## Task objective
Reproduce, word for word, the stretch of the post on faith and bipolar disorder below from "Vigeland - Blessing" through "tool in recovery.".

Passage to read Start Marker

Vigeland - Blessing (V)
This week’s post is written by Katie Dale from Bipolar Brave. Katie’s story is grounded in her faith and is a testament that having a spiritual core can be a valuable tool in recovery.
I thought coming off my medication to declare healing in Jesus' name would be the faith to move mountains, but it was merely walking off the cliff of one. Instead, the mountain to be moved was the wholeness that came back to my mind in the application of my medications. I just needed to surrender to the instruction and wisdom of the doctor's and medication God placed in my life to experience the gift of healing He gave me. God doesn't ask us to do the moving of the mountain. He does the heavy lifting.
Now I take my medication daily. I should do it with a prayer of thanksgiving, though I don't. But I am always reminded of God's goodness and power in swallowing two small pills each morning. It could have turned out worse. More challenging. More painful. Thank God He spared me from worse.
In my daily life, I desire to make sense of the pain and the tragedy of mental illness that reared its ugly head. All I've understood by having this disorder is that God works all things together for His glory and our good, and if that is what will come of my hardships with bipolar disorder, then I know my chronic illness is a blessing in disguise. Like Paul, I will boast all the more of my infirmities "... so that Christ’s power may rest on me. That is why, for Christ’s sake, I delight in weaknesses, in insults, in hardships, in persecutions, in difficulties. For when I am weak, then I am strong." (2 Corinthians 12:10-11)
The curse of a disorder or any hardship we experience in life is not the end of our lives, but it's the beginning of the story to share with others how we overcame its grasp by the victorious power of God. Every day I'm reminded that the Creator in His sovereignty, has infused my life with redemptive purpose and calling. It is like the faith I have built my life's foundation upon has already shown me it's trustworthiness. God is my rock on whom I stand. He had me at my worst, and will ever have me no matter what depth of depression or height of mania I find myself in.
In Him I hope and place my trust every day. It's not easy, but it's not impossible either. I have to make more of a conscious effort when things aren't going my way and when situations become difficult, but you do get what you put into it. If God was not there for me, I would have given up long ago. But it's because He's proven His faithfulness to me, and believed in me and in what He could do through me when I trusted Him, that He is worth living for.
You can't take Jesus from me. Bipolar disorder you can have. And I know it won't always be my lot - one day in glory I will stand perfected like my King. But I won't give any doubts to whether God has abandoned me because He was the Way out of my mess. And I made a big one!
I hope for you, if you struggle with a mental illness, you can trust in God's timing for healing and His perfect plan for your peace. He is able to keep you. Just think of Him and what He suffered at Calvary to make a Way for us to see His power in our lives. He is worthy.

Passage to read End Marker
Material shown Start Marker

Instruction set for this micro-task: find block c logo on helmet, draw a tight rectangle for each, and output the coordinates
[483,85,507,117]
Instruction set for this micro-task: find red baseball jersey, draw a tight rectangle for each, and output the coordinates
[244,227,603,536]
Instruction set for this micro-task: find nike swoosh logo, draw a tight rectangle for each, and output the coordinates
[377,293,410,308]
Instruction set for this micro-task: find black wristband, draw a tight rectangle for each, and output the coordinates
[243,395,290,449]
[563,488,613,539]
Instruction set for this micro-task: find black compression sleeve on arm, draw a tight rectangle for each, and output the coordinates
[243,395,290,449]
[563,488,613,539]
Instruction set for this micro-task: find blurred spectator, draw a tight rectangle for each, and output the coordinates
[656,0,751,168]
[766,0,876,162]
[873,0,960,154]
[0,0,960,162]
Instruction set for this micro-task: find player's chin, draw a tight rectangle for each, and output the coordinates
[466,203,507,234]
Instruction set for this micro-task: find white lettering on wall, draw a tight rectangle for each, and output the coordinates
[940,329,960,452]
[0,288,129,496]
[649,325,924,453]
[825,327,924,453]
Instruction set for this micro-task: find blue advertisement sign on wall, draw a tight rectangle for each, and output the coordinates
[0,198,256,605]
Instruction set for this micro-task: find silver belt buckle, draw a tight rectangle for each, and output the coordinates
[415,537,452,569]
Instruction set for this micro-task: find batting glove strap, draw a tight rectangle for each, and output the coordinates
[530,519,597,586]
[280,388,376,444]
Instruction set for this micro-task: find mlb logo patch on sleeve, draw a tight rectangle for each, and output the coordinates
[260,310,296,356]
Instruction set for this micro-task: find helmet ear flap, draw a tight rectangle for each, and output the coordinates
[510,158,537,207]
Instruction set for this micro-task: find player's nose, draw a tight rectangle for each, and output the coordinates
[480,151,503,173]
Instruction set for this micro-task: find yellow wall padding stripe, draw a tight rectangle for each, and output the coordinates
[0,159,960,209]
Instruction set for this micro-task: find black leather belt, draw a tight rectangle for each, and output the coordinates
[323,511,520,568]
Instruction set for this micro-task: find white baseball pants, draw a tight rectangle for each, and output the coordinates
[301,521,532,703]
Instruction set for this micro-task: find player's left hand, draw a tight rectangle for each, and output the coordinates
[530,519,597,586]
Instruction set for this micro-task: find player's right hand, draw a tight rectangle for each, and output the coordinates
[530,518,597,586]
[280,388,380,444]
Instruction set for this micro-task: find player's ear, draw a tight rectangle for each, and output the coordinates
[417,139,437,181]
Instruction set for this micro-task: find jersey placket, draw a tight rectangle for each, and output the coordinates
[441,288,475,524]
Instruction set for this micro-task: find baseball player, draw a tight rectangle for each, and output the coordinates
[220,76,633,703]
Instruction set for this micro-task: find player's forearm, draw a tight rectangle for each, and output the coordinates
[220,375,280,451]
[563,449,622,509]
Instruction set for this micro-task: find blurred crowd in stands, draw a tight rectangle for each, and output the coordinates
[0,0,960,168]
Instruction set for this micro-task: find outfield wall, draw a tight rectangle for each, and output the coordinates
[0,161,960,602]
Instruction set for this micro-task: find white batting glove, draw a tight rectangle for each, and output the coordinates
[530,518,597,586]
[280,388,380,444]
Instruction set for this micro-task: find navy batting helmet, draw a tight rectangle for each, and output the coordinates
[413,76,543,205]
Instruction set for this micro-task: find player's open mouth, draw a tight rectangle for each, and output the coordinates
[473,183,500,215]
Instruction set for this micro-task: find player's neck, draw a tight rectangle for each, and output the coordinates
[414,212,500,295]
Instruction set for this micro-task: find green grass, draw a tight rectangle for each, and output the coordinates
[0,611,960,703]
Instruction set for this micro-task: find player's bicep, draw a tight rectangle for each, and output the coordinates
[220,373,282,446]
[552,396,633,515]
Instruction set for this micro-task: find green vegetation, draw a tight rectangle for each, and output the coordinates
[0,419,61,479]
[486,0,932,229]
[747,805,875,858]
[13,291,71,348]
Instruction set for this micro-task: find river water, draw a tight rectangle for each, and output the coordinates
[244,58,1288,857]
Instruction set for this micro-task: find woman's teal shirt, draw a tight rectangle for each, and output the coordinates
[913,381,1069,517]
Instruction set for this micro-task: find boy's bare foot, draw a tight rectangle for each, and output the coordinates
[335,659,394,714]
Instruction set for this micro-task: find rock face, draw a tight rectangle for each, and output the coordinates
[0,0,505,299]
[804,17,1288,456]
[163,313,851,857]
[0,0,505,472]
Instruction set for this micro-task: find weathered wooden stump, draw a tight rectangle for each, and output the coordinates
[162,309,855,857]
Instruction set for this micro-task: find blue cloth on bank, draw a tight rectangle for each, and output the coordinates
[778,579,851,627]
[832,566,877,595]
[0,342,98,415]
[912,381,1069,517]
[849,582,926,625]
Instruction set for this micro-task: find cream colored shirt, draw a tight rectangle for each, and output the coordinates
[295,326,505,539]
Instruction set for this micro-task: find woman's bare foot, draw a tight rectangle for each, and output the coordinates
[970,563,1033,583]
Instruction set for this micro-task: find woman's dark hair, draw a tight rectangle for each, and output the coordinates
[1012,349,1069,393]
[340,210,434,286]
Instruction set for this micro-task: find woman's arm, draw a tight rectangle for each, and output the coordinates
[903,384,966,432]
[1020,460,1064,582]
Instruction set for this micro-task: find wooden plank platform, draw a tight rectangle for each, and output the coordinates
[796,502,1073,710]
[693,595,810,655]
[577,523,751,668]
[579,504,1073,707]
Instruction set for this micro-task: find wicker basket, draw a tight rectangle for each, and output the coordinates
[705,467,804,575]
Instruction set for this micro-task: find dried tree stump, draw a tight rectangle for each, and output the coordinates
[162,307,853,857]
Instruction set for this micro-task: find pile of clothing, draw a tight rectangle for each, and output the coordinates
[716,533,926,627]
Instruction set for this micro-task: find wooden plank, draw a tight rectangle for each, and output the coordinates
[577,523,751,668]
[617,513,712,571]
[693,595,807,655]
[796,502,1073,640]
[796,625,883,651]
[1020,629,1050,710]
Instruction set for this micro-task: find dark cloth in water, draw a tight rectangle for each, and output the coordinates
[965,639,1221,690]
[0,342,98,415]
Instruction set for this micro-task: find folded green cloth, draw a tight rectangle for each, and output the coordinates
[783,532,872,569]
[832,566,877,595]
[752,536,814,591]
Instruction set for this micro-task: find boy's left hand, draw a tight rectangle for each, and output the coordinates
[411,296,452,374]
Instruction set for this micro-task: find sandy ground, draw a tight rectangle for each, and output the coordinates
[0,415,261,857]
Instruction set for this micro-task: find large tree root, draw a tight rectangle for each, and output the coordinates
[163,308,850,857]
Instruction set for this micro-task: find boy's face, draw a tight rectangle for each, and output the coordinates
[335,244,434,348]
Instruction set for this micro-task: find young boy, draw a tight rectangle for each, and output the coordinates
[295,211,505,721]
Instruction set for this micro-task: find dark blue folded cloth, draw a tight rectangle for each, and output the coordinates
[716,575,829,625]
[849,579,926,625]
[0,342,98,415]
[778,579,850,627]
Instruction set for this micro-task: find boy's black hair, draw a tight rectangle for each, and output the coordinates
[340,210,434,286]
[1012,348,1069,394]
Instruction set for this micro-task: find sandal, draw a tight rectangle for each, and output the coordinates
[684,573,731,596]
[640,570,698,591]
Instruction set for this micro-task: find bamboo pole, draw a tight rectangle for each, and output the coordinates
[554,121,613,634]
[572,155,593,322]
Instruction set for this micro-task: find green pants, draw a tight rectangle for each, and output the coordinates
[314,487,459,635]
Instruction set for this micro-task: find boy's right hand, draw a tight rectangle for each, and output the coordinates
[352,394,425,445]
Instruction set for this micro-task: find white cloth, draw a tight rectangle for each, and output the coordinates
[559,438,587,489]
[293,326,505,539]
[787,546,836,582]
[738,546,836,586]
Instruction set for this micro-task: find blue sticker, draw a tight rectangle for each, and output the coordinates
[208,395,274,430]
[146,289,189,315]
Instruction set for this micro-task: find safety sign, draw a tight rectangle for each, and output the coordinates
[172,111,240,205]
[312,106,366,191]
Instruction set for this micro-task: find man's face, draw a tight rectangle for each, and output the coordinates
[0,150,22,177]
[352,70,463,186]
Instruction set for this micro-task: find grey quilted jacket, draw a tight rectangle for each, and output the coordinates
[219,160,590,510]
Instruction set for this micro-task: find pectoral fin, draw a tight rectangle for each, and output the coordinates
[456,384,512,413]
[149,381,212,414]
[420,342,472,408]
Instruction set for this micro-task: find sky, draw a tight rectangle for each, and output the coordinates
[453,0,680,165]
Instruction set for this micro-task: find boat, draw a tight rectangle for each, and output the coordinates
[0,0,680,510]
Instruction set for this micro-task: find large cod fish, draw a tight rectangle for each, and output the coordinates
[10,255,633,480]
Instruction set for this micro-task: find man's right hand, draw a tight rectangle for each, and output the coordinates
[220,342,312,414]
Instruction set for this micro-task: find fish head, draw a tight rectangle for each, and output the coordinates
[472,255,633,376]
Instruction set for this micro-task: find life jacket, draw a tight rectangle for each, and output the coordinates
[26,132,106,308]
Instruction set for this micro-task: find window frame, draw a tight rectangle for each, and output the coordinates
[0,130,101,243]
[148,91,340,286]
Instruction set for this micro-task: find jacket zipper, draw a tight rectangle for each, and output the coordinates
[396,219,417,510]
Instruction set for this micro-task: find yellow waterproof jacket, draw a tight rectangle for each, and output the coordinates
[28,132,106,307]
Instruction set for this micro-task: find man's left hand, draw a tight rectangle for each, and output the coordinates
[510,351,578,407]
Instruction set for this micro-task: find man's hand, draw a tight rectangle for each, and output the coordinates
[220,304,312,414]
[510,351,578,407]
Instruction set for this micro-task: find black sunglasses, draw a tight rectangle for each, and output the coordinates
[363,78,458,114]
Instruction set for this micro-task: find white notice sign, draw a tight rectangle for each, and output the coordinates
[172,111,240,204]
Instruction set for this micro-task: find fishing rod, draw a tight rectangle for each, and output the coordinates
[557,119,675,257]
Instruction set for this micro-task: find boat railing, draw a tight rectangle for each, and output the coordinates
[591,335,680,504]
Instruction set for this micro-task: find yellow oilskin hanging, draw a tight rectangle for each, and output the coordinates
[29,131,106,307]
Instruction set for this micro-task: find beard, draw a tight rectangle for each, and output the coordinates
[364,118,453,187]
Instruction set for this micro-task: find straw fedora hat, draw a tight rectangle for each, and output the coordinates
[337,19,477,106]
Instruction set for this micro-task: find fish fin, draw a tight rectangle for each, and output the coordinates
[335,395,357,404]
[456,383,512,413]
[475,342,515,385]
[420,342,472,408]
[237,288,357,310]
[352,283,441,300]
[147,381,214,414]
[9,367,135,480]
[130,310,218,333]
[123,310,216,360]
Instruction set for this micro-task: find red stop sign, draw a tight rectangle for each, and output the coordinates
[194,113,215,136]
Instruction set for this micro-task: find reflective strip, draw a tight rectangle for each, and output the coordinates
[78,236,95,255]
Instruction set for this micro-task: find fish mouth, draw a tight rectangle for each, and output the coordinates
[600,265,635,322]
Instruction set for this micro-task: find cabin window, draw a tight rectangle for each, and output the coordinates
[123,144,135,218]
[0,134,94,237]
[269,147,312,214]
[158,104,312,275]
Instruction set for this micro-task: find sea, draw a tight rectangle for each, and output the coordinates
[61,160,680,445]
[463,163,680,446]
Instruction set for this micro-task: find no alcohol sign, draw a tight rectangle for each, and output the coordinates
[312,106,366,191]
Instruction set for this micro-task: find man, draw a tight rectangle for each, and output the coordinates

Material shown End Marker

## Completed exercise
Vigeland - Blessing (V)
This week’s post is written by Katie Dale from Bipolar Brave. Katie’s story is grounded in her faith and is a testament that having a spiritual core can be a valuable tool in recovery.